Provide the data again in its entirety, exactly as given.

▶ _Provided data_
..............................
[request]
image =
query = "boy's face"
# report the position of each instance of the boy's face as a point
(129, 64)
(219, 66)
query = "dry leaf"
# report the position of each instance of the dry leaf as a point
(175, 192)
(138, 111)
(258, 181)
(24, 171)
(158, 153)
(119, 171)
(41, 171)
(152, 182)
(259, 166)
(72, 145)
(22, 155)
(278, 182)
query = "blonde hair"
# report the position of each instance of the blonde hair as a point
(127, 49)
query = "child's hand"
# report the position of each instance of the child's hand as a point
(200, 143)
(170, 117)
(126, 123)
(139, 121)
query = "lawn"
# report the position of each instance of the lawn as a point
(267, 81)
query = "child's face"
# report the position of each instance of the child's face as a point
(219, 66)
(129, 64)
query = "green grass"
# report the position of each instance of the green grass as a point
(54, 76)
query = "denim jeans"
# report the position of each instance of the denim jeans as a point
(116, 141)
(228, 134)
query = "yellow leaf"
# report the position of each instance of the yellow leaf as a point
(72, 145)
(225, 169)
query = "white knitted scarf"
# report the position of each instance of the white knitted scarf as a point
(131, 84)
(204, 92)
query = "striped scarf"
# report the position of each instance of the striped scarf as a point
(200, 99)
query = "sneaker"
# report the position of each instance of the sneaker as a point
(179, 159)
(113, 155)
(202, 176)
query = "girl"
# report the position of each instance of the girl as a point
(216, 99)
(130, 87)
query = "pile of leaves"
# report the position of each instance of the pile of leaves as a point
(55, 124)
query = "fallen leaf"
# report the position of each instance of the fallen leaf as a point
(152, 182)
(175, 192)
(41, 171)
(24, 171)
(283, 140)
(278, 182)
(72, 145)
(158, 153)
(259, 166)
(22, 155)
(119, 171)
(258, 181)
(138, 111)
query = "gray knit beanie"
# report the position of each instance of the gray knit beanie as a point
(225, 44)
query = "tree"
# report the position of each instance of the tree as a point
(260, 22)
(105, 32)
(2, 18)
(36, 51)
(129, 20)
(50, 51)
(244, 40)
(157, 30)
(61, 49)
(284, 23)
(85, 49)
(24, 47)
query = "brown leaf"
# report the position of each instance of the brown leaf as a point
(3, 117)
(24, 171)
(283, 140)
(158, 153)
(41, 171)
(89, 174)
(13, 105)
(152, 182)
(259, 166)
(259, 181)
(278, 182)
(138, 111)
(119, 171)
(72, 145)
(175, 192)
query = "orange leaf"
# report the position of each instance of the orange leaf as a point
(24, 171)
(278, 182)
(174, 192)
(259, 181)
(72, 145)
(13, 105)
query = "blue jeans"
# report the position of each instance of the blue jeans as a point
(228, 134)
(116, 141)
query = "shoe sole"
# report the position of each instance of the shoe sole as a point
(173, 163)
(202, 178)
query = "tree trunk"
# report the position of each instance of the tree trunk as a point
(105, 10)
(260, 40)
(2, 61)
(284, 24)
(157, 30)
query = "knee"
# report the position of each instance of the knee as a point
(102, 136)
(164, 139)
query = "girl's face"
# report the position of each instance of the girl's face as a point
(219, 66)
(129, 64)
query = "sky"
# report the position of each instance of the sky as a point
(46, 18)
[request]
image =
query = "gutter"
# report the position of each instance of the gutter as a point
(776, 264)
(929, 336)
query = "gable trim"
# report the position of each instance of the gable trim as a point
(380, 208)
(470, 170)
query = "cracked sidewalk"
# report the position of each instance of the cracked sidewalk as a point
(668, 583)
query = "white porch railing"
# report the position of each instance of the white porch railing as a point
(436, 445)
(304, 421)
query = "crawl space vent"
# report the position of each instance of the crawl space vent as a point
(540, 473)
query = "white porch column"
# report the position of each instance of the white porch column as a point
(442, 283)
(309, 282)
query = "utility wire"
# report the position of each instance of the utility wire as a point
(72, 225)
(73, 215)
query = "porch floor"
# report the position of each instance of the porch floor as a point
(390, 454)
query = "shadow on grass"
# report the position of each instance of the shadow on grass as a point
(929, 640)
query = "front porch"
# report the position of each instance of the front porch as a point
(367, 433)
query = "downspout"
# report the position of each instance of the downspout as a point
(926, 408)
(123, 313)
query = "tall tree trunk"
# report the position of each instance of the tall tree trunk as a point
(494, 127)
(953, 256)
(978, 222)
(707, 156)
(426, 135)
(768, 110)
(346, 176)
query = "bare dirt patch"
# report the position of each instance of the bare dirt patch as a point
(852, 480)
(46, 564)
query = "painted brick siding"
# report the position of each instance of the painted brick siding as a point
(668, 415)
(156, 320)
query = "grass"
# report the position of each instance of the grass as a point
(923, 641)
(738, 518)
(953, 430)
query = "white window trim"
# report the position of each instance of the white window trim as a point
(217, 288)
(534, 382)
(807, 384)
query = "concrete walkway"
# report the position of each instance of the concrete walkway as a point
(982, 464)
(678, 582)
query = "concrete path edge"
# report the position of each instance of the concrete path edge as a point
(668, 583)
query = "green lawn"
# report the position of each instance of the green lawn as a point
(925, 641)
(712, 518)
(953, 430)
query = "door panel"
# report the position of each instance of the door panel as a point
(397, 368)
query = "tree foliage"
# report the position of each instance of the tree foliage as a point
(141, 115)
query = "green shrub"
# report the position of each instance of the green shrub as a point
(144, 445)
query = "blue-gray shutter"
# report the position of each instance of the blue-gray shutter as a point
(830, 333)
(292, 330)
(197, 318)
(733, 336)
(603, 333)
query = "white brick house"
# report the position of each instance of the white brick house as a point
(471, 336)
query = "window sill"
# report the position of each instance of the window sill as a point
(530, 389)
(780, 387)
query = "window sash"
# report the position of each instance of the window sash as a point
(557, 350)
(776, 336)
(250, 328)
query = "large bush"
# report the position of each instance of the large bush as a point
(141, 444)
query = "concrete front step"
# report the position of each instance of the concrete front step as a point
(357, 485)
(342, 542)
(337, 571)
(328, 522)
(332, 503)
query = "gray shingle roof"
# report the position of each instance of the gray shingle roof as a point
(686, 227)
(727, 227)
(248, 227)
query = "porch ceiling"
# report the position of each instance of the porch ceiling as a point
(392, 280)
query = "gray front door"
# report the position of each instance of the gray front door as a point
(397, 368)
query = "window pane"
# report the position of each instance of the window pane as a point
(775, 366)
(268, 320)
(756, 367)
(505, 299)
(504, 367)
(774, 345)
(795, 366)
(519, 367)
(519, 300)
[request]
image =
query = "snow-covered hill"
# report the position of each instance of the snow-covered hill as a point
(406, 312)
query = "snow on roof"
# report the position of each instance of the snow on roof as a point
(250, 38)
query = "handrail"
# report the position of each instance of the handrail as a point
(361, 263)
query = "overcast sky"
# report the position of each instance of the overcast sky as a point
..............................
▶ _Answer to this exercise_
[request]
image =
query = "boy's face"
# report the position of each instance of the boy's face as a point
(129, 64)
(219, 66)
query = "dry leaf"
# report the position of each instance of the dry leaf as a point
(175, 192)
(138, 111)
(258, 181)
(24, 171)
(158, 153)
(119, 171)
(41, 171)
(152, 182)
(259, 166)
(72, 145)
(22, 155)
(278, 182)
query = "blonde hair"
# report the position of each instance of the blonde hair as a point
(127, 49)
query = "child's hand"
# report the position of each instance of the child's hand as a point
(200, 143)
(170, 117)
(126, 123)
(139, 121)
query = "lawn"
# report the position of each instance of the lawn as a point
(267, 81)
query = "child's face"
# report the position of each instance of the child's face as a point
(219, 66)
(129, 64)
query = "green grass"
# report the position of each instance of the green grass as a point
(54, 76)
query = "denim jeans"
# report the position of each instance of the denim jeans as a point
(116, 141)
(228, 134)
query = "yellow leaf"
# report the position of each instance of the yellow leaf as a point
(72, 145)
(225, 169)
query = "white knitted scarf"
# report the position of each instance of the white knitted scarf as a point
(131, 84)
(204, 92)
query = "striped scarf"
# report the position of each instance of the striped scarf as a point
(200, 99)
query = "sneaker"
# report the position of each instance of the sneaker as a point
(179, 159)
(113, 155)
(202, 176)
query = "girl"
# report the position of each instance of the girl as a point
(216, 99)
(130, 87)
query = "pile of leaves"
# report the position of each instance of the pile of leaves as a point
(55, 124)
query = "fallen leaf"
# report the position of each instance of the fallen leaf as a point
(152, 182)
(175, 192)
(41, 171)
(24, 171)
(283, 140)
(278, 182)
(72, 145)
(158, 153)
(259, 166)
(22, 155)
(119, 171)
(258, 181)
(138, 111)
query = "gray knit beanie"
# report the position of each instance of the gray knit beanie as a point
(225, 44)
query = "tree"
# report the position of each instance of the tree as a point
(260, 22)
(105, 32)
(2, 18)
(36, 51)
(129, 20)
(50, 51)
(244, 40)
(157, 30)
(61, 49)
(284, 23)
(85, 49)
(24, 47)
query = "brown leaf"
# report the position of each instance of the brown leaf as a point
(3, 117)
(24, 171)
(283, 140)
(158, 153)
(41, 171)
(89, 174)
(13, 105)
(152, 182)
(259, 166)
(259, 181)
(278, 182)
(138, 111)
(119, 171)
(72, 145)
(175, 192)
query = "orange leaf"
# report the position of each instance of the orange leaf as a point
(24, 171)
(278, 182)
(174, 192)
(259, 181)
(72, 145)
(13, 105)
query = "blue jeans"
# report the position of each instance of the blue jeans as a point
(228, 134)
(116, 141)
query = "shoe sole"
# report the position of each instance of the shoe sole as a point
(173, 163)
(202, 178)
query = "tree trunk"
# report the position of each instance of the tree trunk as a point
(105, 10)
(260, 40)
(2, 61)
(284, 24)
(157, 30)
query = "knee"
# report the position of each instance of the knee as a point
(102, 136)
(164, 139)
query = "girl's face"
# report the position of each instance of the girl's face as a point
(219, 66)
(129, 64)
query = "sky"
# report the position of each instance of the sky as a point
(46, 18)
[request]
image =
query = "gutter"
# report the position of each instance of the gutter as a point
(776, 264)
(929, 336)
query = "gable trim"
# report the position of each instance of the gable trim as a point
(380, 208)
(470, 170)
query = "cracked sidewalk"
# report the position of each instance of the cracked sidewalk as a point
(668, 583)
query = "white porch railing"
# report the position of each instance of the white porch railing as a point
(436, 445)
(304, 421)
query = "crawl space vent"
# report the position of each instance of the crawl space vent as a point
(540, 473)
query = "white porch column"
# report the position of each instance of the white porch column as a point
(442, 283)
(309, 282)
query = "utility wire"
# report the position of each instance of the utility wire as a point
(72, 225)
(73, 215)
query = "porch floor"
# report the position of each instance of the porch floor as a point
(390, 454)
query = "shadow on grass"
# report the position of each instance of the shadow on grass as a point
(929, 640)
query = "front porch"
# report the position of each instance of the front porch as a point
(367, 433)
query = "downspout"
# report the position of each instance of the downspout as a point
(926, 408)
(123, 313)
query = "tall tree trunk"
# report the position of each instance of the tall tree trunk as a point
(494, 127)
(953, 256)
(978, 222)
(707, 156)
(426, 135)
(768, 110)
(346, 176)
query = "bare dirt patch"
# report the position of each instance of the bare dirt patch as a point
(852, 480)
(46, 564)
query = "painted brick siding"
# report the position of each instance of the painted brick siding as a point
(668, 415)
(156, 320)
query = "grass"
# report the position of each instance of the grass as a point
(923, 641)
(738, 518)
(953, 430)
query = "white window trim"
# report the position of each instance of the white window trim as a point
(217, 288)
(534, 382)
(807, 384)
query = "concrete walkway"
# report the position of each instance of the concrete walkway as a point
(982, 464)
(678, 582)
query = "concrete path edge"
# report the position of each instance of the concrete path edge as a point
(668, 583)
query = "green lawn"
# report the position of each instance of the green lawn as a point
(925, 641)
(712, 518)
(953, 430)
query = "door panel"
# report the position of each instance of the door panel as a point
(397, 368)
query = "tree foliage"
# report the position of each instance of the tree foliage as a point
(141, 115)
query = "green shrub"
# report the position of each instance of the green shrub as a point
(144, 445)
query = "blue-gray shutter"
# report the position of each instance of the blue-gray shutter as a point
(830, 333)
(292, 330)
(197, 318)
(733, 336)
(603, 333)
query = "white brick house"
# report the position of each instance of the white brick house as a point
(471, 336)
query = "window sill"
# report the position of each instance of the window sill as a point
(530, 389)
(780, 387)
query = "window sash"
# report the position of each instance of the window sash as a point
(557, 350)
(776, 336)
(250, 328)
query = "large bush"
# report the position of each instance of the large bush as a point
(141, 444)
query = "concrete front step"
# report the position of each instance of the concrete front step as a point
(357, 485)
(342, 542)
(337, 571)
(328, 522)
(332, 503)
query = "gray shingle roof"
# report the position of each instance of the gray shingle roof as a point
(686, 227)
(727, 227)
(248, 227)
query = "porch ceiling"
# report the position of each instance of the porch ceiling as a point
(392, 280)
query = "gray front door"
# report the position of each instance of the gray front door as a point
(397, 368)
query = "window pane"
# report the position of each instance of the window pane as a point
(775, 366)
(268, 320)
(756, 367)
(505, 299)
(504, 367)
(774, 345)
(795, 366)
(519, 367)
(519, 300)
[request]
image =
query = "snow-covered hill"
# report the position of each instance of the snow-covered hill as a point
(406, 312)
query = "snow on roof"
# report the position of each instance of the snow on roof as a point
(250, 38)
query = "handrail"
# report the position of each instance of the handrail as a point
(361, 263)
query = "overcast sky"
# report the position of each instance of the overcast sky as a point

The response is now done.